_PROBLEM TO WORK ON:_
Without any pictures, output the records exactly as they are.

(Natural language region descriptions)

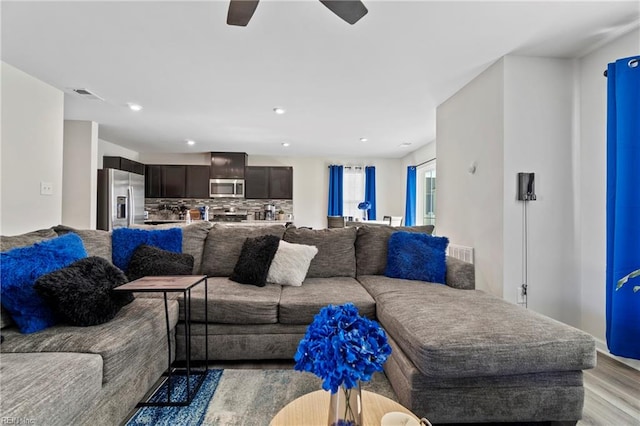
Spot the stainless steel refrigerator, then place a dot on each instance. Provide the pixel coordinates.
(120, 199)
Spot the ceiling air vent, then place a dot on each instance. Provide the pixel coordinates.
(86, 94)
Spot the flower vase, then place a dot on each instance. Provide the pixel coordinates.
(345, 407)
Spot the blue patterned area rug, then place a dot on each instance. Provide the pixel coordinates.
(243, 397)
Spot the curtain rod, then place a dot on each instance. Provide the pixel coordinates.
(425, 162)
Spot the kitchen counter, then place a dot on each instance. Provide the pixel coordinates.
(255, 223)
(242, 223)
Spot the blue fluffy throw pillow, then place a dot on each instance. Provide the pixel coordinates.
(416, 256)
(21, 267)
(125, 241)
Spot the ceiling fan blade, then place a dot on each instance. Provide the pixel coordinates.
(241, 11)
(349, 10)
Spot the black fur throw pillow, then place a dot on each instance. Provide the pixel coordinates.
(255, 259)
(153, 261)
(81, 294)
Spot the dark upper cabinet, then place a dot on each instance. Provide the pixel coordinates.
(197, 182)
(269, 182)
(165, 181)
(281, 182)
(256, 182)
(228, 165)
(153, 181)
(121, 163)
(174, 180)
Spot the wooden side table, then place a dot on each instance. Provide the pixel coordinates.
(313, 409)
(173, 284)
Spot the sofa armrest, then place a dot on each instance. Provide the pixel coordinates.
(460, 275)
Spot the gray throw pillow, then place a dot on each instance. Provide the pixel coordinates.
(291, 263)
(336, 251)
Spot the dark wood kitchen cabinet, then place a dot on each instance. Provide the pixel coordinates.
(153, 181)
(165, 181)
(263, 182)
(197, 182)
(174, 181)
(256, 182)
(281, 183)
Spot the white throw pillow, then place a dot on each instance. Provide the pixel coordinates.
(291, 263)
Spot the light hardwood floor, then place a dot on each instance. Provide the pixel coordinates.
(612, 394)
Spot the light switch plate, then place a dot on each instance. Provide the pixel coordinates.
(46, 188)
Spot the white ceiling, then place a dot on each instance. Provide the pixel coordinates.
(199, 79)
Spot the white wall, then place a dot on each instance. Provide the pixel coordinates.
(469, 208)
(32, 144)
(110, 149)
(79, 176)
(593, 113)
(538, 107)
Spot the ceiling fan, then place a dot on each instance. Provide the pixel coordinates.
(241, 11)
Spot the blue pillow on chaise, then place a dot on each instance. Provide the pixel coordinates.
(124, 242)
(21, 267)
(416, 256)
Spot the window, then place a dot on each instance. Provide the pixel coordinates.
(353, 191)
(426, 199)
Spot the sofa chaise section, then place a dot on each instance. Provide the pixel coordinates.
(132, 348)
(506, 363)
(41, 383)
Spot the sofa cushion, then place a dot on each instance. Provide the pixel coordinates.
(336, 250)
(451, 333)
(73, 381)
(254, 260)
(416, 256)
(223, 246)
(233, 303)
(136, 331)
(298, 305)
(126, 240)
(20, 267)
(291, 263)
(81, 295)
(153, 261)
(96, 242)
(372, 246)
(24, 240)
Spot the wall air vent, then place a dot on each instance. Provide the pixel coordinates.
(87, 94)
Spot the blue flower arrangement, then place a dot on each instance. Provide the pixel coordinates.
(342, 348)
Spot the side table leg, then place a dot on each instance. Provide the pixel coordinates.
(166, 317)
(206, 324)
(187, 340)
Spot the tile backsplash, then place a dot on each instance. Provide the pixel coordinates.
(169, 208)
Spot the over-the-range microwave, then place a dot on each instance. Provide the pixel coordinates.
(226, 188)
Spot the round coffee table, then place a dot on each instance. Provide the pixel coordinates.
(313, 409)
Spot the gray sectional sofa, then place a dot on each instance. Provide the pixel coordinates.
(459, 354)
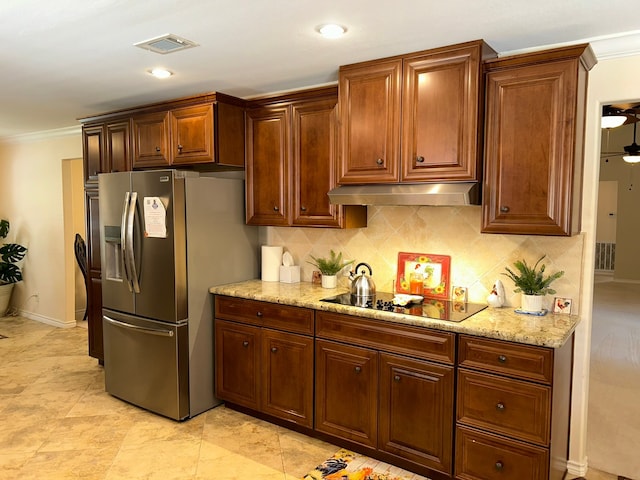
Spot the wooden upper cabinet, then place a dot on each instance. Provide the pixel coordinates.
(370, 122)
(534, 141)
(414, 118)
(291, 162)
(151, 140)
(93, 152)
(267, 175)
(441, 112)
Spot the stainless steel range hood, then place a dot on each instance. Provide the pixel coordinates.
(444, 194)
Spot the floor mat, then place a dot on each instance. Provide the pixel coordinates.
(347, 465)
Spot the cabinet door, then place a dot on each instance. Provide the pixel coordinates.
(416, 411)
(529, 156)
(118, 147)
(287, 376)
(237, 363)
(93, 152)
(347, 392)
(314, 163)
(370, 122)
(94, 297)
(440, 112)
(192, 135)
(268, 175)
(151, 140)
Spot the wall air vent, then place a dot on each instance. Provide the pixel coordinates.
(168, 43)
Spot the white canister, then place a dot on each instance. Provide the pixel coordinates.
(271, 261)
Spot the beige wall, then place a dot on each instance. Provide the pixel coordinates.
(31, 197)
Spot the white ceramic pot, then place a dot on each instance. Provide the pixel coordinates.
(531, 303)
(5, 296)
(329, 281)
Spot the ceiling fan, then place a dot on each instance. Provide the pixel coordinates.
(629, 112)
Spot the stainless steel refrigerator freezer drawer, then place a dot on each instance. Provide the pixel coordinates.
(146, 363)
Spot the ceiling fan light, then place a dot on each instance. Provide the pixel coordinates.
(612, 121)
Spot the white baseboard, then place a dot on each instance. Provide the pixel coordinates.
(578, 469)
(48, 320)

_FINISHED EXERCISE:_
Spot the stainless steel refrigerator, then place a dot on each instance. Provide the pixel coordinates.
(120, 199)
Spot the ceiling air vent, then place a dot on each instance. Provide the pixel coordinates.
(86, 94)
Spot the flower vase, then place a dot on each instance. Provide the pixel coordinates.
(345, 407)
Spot the blue patterned area rug, then place a dot on each instance. Provide the pixel coordinates.
(243, 397)
Spot the curtain rod, then place a dot on each instance. Provide the pixel coordinates.
(425, 162)
Spot the kitchen counter, then place a dot on each instance. Provide the pixel coordinates.
(255, 223)
(242, 223)
Spot the blue fluffy throw pillow, then place a dot on each instance. Provide the pixel coordinates.
(416, 256)
(21, 267)
(125, 241)
Spot the ceiling fan blade, then place a dot on each instance. Provide the pixel coordinates.
(241, 11)
(349, 10)
Spot the black fur throw pillow, then place a dot on each instance. Provide the pixel coordinates.
(255, 259)
(153, 261)
(81, 294)
Spot the dark upper cabinet, then place a dot on each instance. Provide the pixel coordinates.
(197, 182)
(269, 182)
(165, 181)
(281, 182)
(256, 182)
(228, 165)
(153, 181)
(121, 163)
(174, 180)
Spot the wooden side table, then place a dot on each instance. Provide the pixel coordinates.
(313, 409)
(173, 284)
Spot the sofa armrest, then place a dot on each instance. Provide the pixel coordinates.
(460, 275)
Spot the gray throw pillow, then place a dot on each instance. Provide the pixel coordinates.
(291, 263)
(336, 251)
Spot the dark wood kitchen cabinet, then place a dot on each instance. Provide the pixel coordinates.
(153, 181)
(165, 181)
(263, 182)
(197, 182)
(174, 181)
(256, 182)
(281, 183)
Spot the white throw pillow, then place a dot on each instance. Provide the pixel coordinates.
(291, 263)
Spot the light hardwood floor, then place a dot on each instance. Provide the pixel coordinates.
(612, 394)
Spot the light switch plate, then place a dot on each instance. Provide the pixel coordinates.
(46, 188)
Spot the white ceiling, then place a dot on each instance. Provide the pixel coordinates.
(199, 79)
Spot the white wall, then place a dot on each instance. Provide the pixel coordinates.
(469, 208)
(32, 144)
(110, 149)
(79, 176)
(593, 113)
(538, 107)
Spot the ceiling fan, then place a dot on each instance. Provide the pixel coordinates.
(241, 11)
Spot the blue pillow on chaise, then place a dot on each instance. Provide the pixel coordinates.
(124, 242)
(21, 267)
(416, 256)
Spot the window, then place a dot on each instance. Provide the pixel coordinates.
(353, 191)
(426, 199)
Spot the sofa chaise section, then place a dot on each instance. Provide the pixel coordinates.
(132, 348)
(506, 363)
(41, 383)
Spot the sofa cushion, then place a dot on each instance. Provide the pixel coordinates.
(336, 250)
(451, 333)
(73, 381)
(254, 260)
(416, 256)
(223, 246)
(233, 303)
(136, 331)
(298, 305)
(126, 240)
(20, 267)
(291, 263)
(81, 295)
(153, 261)
(96, 242)
(372, 246)
(24, 240)
Spot the wall air vent, then place a dot on each instance. Provide the pixel coordinates.
(87, 94)
Spot the blue flower arrangement, then place a dot on each instance. Provide the pixel coordinates.
(342, 348)
Spot the side table leg, then place a dot on each instance. Provide the pixel coordinates.
(166, 317)
(206, 324)
(187, 340)
Spot the tile backsplash, then place a dot on each instance. Provide the pixel coordinates.
(169, 208)
Spot the over-the-range microwave, then place a dot on each instance. Provide the pixel coordinates.
(226, 188)
Spot the round coffee table, then place a dot on each instance. Provide the pixel coordinates.
(313, 409)
Spot the gray sectional sofa, then place a dot on each instance. Provide the pixel coordinates.
(459, 354)
Spot the wooden upper cabinet, then place a dot on each instance. Provide the pixel coordinates.
(370, 122)
(534, 141)
(414, 118)
(291, 162)
(151, 140)
(93, 152)
(267, 175)
(441, 112)
Spot the stainless steel range hood, then place a dot on each instance. Provide the pixel coordinates.
(444, 194)
Spot the floor mat, then place a dot on each instance. Provide the pixel coordinates.
(347, 465)
Spot the cabinet door, then place a dot on each instance. Provide the pixel coordinates.
(416, 411)
(529, 156)
(118, 147)
(287, 376)
(237, 363)
(93, 152)
(347, 392)
(314, 163)
(370, 122)
(94, 297)
(440, 112)
(192, 135)
(268, 175)
(151, 140)
Spot the wall air vent, then place a dot on each instance. Provide the pixel coordinates.
(168, 43)
Spot the white canister, then place a dot on each instance. Provide the pixel coordinates.
(271, 261)
Spot the beige wall, then place a dot on each instance. Provide the pixel coordinates.
(31, 197)
Spot the white ceramic pot, then place a dot on each instance. Provide the pixel coordinates.
(531, 303)
(5, 296)
(329, 281)
Spot the ceiling fan, then place a dot on each instance. Provide the pixel coordinates.
(629, 112)
Spot the stainless steel refrigerator freezer drawer, then place a dot on each instance. Provide the pixel coordinates.
(146, 363)
Spot the ceiling fan light, then place a dot on each instance. Provide the pixel coordinates.
(612, 121)
Spot the white baseboard, then place a dot on each instance. Provide the pixel coordinates.
(578, 469)
(48, 320)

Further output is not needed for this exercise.